>> Begin
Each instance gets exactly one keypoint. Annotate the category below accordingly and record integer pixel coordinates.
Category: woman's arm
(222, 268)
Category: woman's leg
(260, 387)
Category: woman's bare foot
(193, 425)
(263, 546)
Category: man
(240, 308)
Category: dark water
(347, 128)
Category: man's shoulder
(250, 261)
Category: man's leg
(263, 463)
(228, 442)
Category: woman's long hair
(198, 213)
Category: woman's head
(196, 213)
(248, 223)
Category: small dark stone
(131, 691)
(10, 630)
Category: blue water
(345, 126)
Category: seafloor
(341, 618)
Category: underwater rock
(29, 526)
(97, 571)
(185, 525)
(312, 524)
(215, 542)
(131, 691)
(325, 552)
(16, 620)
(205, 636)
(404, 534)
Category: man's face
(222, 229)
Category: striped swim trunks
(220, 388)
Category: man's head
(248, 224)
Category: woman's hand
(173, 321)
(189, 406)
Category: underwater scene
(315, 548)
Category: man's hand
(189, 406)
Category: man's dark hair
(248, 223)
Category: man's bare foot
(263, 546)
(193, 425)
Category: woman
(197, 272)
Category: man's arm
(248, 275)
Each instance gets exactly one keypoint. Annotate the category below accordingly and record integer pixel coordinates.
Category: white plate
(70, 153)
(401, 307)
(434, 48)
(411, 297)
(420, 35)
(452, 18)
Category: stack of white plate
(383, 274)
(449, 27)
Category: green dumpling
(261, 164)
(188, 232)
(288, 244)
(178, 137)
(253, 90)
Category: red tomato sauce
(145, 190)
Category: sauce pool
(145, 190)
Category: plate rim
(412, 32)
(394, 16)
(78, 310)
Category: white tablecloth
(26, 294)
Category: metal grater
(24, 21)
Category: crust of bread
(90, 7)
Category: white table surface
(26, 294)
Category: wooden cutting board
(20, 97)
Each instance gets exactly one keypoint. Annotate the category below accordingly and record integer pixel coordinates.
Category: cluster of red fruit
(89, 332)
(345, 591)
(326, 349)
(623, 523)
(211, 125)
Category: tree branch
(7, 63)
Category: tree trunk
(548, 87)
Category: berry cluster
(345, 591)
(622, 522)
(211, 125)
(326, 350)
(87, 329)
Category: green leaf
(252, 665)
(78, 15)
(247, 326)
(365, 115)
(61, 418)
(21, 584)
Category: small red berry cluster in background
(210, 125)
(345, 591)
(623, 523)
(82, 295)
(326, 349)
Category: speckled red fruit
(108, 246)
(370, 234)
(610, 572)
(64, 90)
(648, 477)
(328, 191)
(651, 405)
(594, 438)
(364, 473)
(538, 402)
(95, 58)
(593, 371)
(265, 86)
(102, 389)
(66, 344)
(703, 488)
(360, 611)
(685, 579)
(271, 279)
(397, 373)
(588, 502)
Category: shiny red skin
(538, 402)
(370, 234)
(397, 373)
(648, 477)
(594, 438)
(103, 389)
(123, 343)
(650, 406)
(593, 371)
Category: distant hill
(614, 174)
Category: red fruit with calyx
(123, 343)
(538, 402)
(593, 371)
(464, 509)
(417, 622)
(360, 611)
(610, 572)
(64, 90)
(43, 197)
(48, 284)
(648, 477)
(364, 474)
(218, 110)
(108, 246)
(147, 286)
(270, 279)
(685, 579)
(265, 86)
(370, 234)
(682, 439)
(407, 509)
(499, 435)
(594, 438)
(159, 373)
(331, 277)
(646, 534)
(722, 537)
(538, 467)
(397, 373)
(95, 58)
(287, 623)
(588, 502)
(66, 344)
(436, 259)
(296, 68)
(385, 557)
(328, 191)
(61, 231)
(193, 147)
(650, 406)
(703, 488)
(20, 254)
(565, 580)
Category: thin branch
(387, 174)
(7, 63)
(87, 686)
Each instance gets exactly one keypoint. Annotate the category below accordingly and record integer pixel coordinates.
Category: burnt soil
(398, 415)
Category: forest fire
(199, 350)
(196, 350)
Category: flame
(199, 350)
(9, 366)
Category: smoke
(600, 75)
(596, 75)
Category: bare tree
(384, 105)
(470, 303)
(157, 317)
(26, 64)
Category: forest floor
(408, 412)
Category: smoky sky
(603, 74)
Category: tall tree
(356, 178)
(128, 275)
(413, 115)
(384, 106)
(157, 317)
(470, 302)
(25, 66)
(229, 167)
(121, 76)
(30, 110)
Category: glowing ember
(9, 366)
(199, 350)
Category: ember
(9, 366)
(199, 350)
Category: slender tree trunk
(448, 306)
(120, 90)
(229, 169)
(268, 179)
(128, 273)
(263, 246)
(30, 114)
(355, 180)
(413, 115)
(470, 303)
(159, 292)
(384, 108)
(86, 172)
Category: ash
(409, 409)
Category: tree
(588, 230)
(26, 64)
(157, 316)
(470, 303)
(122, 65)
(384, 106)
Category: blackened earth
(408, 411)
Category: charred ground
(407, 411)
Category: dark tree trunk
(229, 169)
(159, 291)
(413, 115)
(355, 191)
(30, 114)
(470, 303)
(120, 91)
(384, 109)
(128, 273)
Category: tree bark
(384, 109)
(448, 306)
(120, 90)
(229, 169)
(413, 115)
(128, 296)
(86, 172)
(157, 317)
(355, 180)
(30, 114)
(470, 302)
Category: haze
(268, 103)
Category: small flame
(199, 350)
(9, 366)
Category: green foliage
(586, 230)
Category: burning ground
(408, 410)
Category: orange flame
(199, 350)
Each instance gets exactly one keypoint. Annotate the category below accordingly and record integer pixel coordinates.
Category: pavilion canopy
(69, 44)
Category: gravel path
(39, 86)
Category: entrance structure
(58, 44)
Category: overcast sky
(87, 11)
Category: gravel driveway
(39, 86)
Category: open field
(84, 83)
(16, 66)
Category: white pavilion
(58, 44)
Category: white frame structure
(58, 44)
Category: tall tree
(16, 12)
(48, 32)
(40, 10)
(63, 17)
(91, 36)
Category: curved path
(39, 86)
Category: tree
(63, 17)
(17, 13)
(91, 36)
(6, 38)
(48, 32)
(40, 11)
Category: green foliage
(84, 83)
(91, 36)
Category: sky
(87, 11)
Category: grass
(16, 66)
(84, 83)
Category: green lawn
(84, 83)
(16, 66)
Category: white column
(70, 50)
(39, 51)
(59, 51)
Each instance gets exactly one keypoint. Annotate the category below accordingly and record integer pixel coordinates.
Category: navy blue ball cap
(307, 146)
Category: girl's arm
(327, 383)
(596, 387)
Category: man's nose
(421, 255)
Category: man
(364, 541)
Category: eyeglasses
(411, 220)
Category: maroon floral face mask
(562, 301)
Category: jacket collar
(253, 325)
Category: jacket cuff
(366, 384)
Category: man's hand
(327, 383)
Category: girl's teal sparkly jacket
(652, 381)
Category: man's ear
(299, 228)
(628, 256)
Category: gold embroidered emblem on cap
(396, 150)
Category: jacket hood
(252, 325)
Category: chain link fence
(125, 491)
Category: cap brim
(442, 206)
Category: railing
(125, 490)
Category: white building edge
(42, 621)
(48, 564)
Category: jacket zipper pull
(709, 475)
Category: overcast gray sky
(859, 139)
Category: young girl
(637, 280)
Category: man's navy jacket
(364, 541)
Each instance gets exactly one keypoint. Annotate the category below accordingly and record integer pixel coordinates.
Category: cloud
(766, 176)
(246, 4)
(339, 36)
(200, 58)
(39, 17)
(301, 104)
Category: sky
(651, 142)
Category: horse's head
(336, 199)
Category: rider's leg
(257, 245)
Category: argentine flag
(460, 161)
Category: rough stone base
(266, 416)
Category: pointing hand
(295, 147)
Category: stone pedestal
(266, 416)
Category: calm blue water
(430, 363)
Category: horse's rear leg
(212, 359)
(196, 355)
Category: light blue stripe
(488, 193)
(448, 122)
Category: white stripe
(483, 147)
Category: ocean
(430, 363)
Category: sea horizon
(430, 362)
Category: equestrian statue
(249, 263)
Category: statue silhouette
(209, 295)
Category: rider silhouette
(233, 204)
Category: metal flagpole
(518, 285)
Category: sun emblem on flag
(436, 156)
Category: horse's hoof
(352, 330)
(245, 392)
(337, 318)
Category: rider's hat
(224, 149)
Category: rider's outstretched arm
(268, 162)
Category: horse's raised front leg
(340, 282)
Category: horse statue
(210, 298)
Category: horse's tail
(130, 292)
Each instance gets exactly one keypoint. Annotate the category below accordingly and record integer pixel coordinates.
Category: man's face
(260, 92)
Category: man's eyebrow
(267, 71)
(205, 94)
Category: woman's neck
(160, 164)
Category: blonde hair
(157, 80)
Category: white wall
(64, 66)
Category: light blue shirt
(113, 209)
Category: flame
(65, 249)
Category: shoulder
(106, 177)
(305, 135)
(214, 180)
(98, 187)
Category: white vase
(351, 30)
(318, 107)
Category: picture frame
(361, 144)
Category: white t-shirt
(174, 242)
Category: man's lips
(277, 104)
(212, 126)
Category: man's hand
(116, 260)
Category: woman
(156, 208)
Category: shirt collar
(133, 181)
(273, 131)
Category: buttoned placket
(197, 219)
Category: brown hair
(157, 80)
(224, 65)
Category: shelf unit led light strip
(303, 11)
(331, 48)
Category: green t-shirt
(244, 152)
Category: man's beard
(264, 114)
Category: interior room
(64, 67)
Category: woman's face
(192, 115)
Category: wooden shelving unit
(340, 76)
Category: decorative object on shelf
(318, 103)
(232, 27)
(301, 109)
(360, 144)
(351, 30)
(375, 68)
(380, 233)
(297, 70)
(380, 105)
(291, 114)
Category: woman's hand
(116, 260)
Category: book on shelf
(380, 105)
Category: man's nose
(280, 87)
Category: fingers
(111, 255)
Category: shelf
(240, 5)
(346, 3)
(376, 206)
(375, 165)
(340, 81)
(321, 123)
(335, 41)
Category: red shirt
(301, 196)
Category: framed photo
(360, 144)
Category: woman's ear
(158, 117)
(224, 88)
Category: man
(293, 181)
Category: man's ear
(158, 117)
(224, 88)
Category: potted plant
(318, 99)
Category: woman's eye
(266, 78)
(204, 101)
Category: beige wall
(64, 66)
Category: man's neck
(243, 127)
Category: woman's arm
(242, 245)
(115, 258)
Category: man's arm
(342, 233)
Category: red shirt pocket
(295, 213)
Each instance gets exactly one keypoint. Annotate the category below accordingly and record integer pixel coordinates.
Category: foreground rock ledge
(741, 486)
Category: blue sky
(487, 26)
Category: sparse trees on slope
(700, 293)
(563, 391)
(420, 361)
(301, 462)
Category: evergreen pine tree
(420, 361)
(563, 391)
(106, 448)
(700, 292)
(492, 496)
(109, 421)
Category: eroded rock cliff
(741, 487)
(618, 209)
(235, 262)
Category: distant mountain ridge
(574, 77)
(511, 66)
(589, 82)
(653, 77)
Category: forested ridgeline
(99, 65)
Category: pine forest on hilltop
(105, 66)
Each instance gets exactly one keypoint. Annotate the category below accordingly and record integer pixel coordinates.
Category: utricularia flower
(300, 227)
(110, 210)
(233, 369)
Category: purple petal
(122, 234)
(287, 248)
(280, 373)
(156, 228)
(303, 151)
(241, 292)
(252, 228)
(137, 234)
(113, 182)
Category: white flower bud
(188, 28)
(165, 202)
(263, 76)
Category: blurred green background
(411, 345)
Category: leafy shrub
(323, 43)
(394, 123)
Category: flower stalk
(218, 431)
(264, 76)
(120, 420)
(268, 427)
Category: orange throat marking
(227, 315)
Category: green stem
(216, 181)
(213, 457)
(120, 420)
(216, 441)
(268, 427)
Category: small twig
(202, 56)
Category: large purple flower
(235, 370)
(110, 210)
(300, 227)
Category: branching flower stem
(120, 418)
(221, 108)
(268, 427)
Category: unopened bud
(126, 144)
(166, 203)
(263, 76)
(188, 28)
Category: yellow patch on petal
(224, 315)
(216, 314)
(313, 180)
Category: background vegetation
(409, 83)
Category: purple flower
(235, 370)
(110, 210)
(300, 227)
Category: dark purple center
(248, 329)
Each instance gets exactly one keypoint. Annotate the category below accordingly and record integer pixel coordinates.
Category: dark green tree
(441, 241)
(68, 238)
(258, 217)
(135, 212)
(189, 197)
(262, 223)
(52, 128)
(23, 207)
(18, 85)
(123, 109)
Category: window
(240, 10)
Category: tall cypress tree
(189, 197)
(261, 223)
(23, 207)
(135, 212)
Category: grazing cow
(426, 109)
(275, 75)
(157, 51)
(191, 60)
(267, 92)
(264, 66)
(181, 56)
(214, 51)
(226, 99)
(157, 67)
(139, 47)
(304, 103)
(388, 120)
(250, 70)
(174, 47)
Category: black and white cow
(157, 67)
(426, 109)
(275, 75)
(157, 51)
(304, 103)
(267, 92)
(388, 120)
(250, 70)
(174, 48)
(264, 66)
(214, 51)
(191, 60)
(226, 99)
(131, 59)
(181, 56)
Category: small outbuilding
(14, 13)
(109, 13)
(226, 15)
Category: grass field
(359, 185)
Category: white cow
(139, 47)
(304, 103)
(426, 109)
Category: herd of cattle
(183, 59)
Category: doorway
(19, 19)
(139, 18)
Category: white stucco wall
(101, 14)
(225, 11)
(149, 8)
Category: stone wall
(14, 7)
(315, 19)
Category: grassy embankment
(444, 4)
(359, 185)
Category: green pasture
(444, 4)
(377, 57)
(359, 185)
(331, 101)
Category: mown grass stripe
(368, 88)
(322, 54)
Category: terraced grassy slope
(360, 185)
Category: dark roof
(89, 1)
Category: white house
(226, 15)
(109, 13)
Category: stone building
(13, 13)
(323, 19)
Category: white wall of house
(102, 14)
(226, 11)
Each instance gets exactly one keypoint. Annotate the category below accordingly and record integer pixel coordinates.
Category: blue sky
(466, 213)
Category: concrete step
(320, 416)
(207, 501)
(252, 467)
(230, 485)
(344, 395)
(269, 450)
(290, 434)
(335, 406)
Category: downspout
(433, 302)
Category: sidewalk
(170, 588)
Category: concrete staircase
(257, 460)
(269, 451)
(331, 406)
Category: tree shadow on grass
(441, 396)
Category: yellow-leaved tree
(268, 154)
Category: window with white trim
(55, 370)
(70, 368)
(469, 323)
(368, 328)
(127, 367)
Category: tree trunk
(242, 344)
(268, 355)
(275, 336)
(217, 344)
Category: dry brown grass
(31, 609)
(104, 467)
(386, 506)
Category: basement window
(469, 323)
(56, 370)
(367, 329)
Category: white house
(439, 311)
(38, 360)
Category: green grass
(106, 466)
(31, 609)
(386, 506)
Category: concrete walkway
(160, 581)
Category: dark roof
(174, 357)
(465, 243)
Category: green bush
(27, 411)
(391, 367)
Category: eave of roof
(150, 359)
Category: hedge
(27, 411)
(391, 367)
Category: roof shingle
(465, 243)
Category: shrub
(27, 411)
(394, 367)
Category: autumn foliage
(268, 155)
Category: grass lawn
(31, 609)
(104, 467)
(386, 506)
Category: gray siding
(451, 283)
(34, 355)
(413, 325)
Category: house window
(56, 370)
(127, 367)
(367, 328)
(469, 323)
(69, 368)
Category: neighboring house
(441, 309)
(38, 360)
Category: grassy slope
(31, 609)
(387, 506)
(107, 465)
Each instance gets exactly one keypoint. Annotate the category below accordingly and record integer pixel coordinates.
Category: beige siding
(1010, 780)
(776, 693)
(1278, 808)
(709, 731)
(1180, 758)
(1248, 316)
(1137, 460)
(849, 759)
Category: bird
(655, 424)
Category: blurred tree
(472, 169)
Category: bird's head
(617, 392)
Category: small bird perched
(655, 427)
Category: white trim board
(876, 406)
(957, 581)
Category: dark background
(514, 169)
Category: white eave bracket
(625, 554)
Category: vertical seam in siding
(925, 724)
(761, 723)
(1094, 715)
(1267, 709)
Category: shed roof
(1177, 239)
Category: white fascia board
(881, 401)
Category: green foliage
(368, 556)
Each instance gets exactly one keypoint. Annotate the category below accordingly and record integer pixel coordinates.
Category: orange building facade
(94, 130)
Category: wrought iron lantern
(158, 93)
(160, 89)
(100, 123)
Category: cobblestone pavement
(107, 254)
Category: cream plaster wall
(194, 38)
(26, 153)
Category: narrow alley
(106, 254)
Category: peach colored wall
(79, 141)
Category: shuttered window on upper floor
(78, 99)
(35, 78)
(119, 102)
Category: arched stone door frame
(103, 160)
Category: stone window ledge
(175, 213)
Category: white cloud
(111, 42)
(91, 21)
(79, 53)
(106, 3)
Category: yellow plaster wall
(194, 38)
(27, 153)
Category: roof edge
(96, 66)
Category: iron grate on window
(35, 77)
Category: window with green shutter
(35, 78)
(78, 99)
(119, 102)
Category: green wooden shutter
>> End
Prompt » Write out again, exactly, the lines from the one holding "Category: white eave bracket" through the end of the listing, with both ends included.

Reply to the task »
Category: white eave bracket
(625, 554)
Category: vertical seam in siding
(925, 724)
(761, 723)
(1094, 715)
(1267, 709)
Category: shed roof
(1177, 239)
Category: white fascia board
(881, 401)
Category: green foliage
(368, 556)
Each instance gets exactly one keypoint. Annotate the category below accordingly and record integer pixel coordinates.
Category: orange building facade
(94, 130)
Category: wrought iron lantern
(158, 93)
(160, 89)
(100, 123)
Category: cobblestone pavement
(107, 254)
Category: cream plaster wall
(194, 38)
(26, 153)
Category: narrow alley
(106, 254)
Category: peach colored wall
(79, 141)
Category: shuttered window on upper floor
(78, 99)
(35, 78)
(119, 102)
Category: arched stone door frame
(103, 160)
Category: stone window ledge
(175, 213)
Category: white cloud
(111, 42)
(91, 21)
(79, 53)
(106, 3)
Category: yellow plaster wall
(194, 38)
(27, 153)
Category: roof edge
(96, 66)
Category: iron grate on window
(35, 77)
Category: window with green shutter
(35, 78)
(78, 99)
(119, 102)
Category: green wooden shutter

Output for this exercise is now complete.